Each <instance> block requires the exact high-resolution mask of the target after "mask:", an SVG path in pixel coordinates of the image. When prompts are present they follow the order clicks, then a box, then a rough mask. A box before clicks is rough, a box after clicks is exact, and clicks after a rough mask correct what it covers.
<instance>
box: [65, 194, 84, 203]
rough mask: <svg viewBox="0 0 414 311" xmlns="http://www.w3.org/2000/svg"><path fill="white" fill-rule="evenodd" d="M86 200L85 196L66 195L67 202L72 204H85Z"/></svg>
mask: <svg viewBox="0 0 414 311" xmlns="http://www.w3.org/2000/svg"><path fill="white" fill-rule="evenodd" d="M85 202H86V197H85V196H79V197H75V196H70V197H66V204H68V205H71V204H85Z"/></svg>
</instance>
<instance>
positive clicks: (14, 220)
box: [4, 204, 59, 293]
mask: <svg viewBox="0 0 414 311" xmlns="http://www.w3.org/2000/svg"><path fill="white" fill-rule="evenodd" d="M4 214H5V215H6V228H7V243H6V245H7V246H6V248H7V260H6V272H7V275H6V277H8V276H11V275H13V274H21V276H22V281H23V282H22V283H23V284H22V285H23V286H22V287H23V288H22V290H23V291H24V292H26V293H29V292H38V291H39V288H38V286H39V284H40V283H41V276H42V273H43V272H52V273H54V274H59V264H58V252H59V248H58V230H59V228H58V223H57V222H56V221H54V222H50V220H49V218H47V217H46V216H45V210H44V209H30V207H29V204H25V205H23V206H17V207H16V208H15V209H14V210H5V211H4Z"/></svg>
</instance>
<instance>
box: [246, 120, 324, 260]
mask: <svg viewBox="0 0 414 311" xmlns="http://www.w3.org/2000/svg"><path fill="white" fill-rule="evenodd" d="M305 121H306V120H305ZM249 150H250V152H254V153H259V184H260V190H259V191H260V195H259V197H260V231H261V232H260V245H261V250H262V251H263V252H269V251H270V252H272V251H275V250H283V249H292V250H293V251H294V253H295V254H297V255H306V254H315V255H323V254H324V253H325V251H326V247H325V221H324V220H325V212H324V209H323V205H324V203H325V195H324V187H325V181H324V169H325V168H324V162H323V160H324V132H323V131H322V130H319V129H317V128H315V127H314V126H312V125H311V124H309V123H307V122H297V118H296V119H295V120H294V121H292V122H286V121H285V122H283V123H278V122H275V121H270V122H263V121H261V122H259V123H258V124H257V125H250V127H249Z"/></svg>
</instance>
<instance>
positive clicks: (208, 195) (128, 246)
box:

**Action item:** Put every line of the items above into a JSON list of strings, one string per line, leaving out blank lines.

**Exercise response:**
[
  "Each <instance> block requires the exact high-resolution mask of the target after \"mask:\", an SVG path in pixel coordinates of the image. When prompts are present they follow the order clicks, then a box, then a rough mask. A box before clicks is rough, a box after clicks is exact, and clicks after a rough mask correct what it covers.",
  "<instance>",
  "box: [65, 194, 84, 203]",
  "rough mask: <svg viewBox=\"0 0 414 311\" xmlns=\"http://www.w3.org/2000/svg\"><path fill=\"white\" fill-rule=\"evenodd\" d=\"M86 200L85 196L66 195L67 202L72 204H85Z\"/></svg>",
  "mask: <svg viewBox=\"0 0 414 311\" xmlns=\"http://www.w3.org/2000/svg\"><path fill=\"white\" fill-rule=\"evenodd\" d=\"M85 202H86V197H85V196H79V197H75V196H70V197H66V204H68V205H71V204H85Z\"/></svg>",
  "</instance>",
  "<instance>",
  "positive clicks: (14, 220)",
  "box: [4, 204, 59, 293]",
  "mask: <svg viewBox=\"0 0 414 311\" xmlns=\"http://www.w3.org/2000/svg\"><path fill=\"white\" fill-rule=\"evenodd\" d=\"M4 214H5V215H6V228H7V243H6V245H7V246H6V248H7V260H6V272H7V275H6V277H8V276H11V275H13V274H21V276H22V281H23V282H22V283H23V284H22V285H23V286H22V287H23V288H22V290H23V291H24V292H26V293H29V292H38V291H39V288H38V286H39V284H40V283H41V276H42V273H43V272H52V273H54V274H59V264H58V252H59V248H58V230H59V228H58V223H57V222H56V221H54V222H50V220H49V218H47V217H46V216H45V210H44V209H30V207H29V204H25V205H23V206H17V207H16V208H15V209H14V210H5V211H4Z\"/></svg>",
  "</instance>",
  "<instance>",
  "box: [246, 120, 324, 260]",
  "mask: <svg viewBox=\"0 0 414 311\" xmlns=\"http://www.w3.org/2000/svg\"><path fill=\"white\" fill-rule=\"evenodd\" d=\"M305 121H306V120H305ZM249 150H250V152H254V153H259V184H260V190H259V191H260V195H259V197H260V231H261V232H260V245H261V250H262V251H263V252H269V251H270V252H272V251H275V250H283V249H292V250H293V251H294V253H295V254H297V255H306V254H315V255H323V254H324V253H325V251H326V247H325V221H324V220H325V212H324V209H323V205H324V203H325V195H324V187H325V181H324V169H325V168H324V162H323V160H324V132H323V131H322V130H319V129H317V128H315V127H314V126H312V125H311V124H309V123H307V122H297V118H296V119H295V120H294V121H292V122H286V121H285V122H283V123H278V122H275V121H270V122H263V121H261V122H259V123H258V124H257V125H250V127H249Z\"/></svg>",
  "</instance>",
  "<instance>",
  "positive clicks: (208, 195) (128, 246)",
  "box:"
]